**Challenge:**
Copy these lines word for word: start at the line containing "Reviewer note: confirm that each instance of the man" and end with the line containing "[(427, 444)]", including both.

Object point labels
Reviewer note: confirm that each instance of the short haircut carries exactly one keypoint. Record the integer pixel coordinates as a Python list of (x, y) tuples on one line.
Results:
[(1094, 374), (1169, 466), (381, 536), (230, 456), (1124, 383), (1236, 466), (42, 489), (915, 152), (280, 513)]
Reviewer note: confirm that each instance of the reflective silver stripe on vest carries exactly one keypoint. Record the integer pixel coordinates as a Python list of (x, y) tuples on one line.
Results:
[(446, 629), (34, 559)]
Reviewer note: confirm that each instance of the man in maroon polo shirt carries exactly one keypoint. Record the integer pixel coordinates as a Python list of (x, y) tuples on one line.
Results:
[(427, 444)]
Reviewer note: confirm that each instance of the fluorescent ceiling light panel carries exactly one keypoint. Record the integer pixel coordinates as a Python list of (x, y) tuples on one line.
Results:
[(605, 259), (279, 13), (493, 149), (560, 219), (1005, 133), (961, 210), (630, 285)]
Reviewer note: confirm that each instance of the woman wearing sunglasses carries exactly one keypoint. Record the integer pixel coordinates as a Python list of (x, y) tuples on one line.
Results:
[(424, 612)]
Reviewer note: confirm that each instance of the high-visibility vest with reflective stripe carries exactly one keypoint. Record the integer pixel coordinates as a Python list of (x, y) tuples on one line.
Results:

--

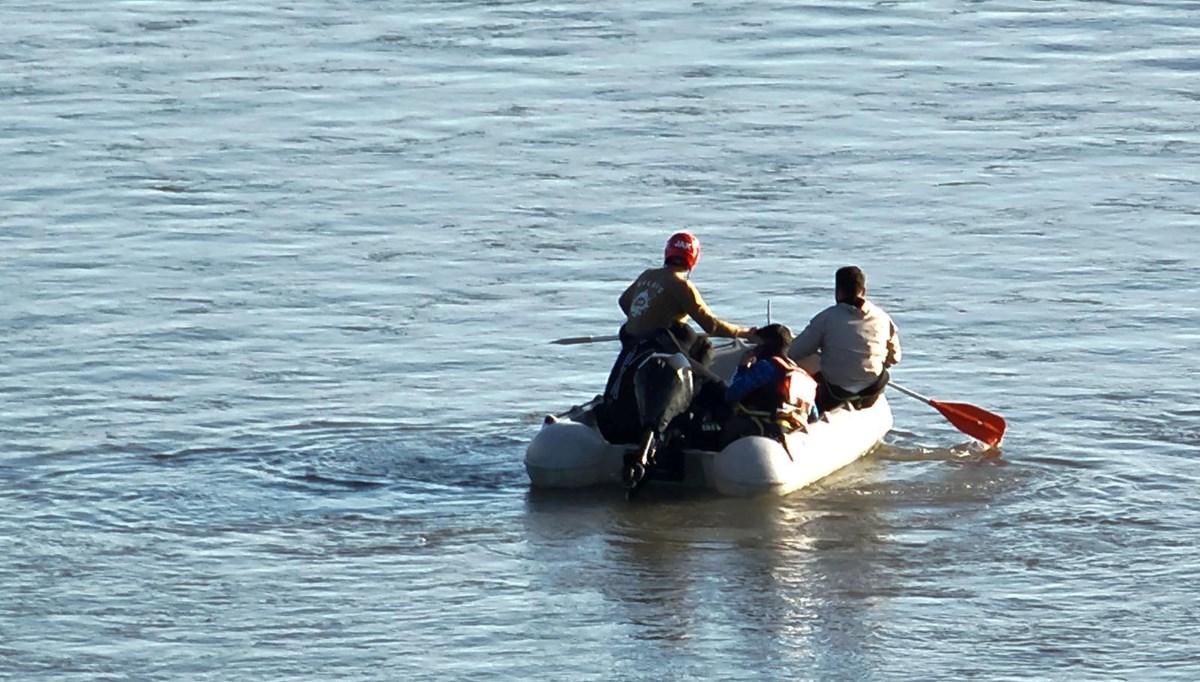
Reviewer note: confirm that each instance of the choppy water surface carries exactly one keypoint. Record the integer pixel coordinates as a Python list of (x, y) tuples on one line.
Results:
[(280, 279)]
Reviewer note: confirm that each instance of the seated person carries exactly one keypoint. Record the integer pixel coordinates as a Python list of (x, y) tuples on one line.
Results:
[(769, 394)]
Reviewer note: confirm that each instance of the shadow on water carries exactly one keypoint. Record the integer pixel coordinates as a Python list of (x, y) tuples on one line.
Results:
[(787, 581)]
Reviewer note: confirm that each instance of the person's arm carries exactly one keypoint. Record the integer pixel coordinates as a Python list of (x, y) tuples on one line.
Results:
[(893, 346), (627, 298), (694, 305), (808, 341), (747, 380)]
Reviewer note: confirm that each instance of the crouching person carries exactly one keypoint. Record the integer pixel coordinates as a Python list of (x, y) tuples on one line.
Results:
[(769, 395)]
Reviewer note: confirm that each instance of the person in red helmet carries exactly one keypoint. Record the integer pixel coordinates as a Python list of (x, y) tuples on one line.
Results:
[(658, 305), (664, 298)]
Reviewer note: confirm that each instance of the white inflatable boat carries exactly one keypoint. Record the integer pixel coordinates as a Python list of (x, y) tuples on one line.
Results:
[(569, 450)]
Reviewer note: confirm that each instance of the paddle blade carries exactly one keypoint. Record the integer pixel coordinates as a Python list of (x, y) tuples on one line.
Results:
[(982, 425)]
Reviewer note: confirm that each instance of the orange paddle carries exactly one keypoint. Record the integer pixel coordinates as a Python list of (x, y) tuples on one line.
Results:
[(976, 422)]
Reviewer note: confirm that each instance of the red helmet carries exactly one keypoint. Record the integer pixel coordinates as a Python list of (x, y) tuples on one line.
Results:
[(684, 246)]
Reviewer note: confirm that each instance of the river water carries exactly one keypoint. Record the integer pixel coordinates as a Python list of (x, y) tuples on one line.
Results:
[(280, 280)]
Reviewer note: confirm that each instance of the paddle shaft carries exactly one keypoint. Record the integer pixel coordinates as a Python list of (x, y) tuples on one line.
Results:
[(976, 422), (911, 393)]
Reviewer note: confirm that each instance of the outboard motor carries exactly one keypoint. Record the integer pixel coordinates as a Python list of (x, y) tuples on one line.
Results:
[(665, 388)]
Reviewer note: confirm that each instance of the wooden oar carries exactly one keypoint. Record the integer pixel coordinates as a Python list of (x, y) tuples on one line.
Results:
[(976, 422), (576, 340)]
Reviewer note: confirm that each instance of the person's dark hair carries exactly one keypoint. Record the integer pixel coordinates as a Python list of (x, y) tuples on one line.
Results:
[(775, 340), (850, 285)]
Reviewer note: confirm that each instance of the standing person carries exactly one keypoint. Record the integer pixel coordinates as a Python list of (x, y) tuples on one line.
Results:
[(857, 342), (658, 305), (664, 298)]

**Output:**
Reviewer note: confirm that each instance of the man in maroon polo shirt carries exactly one keypoint. Record the integer pixel coordinates as a Python list of (x, y) tuples on one line.
Results:
[(427, 444)]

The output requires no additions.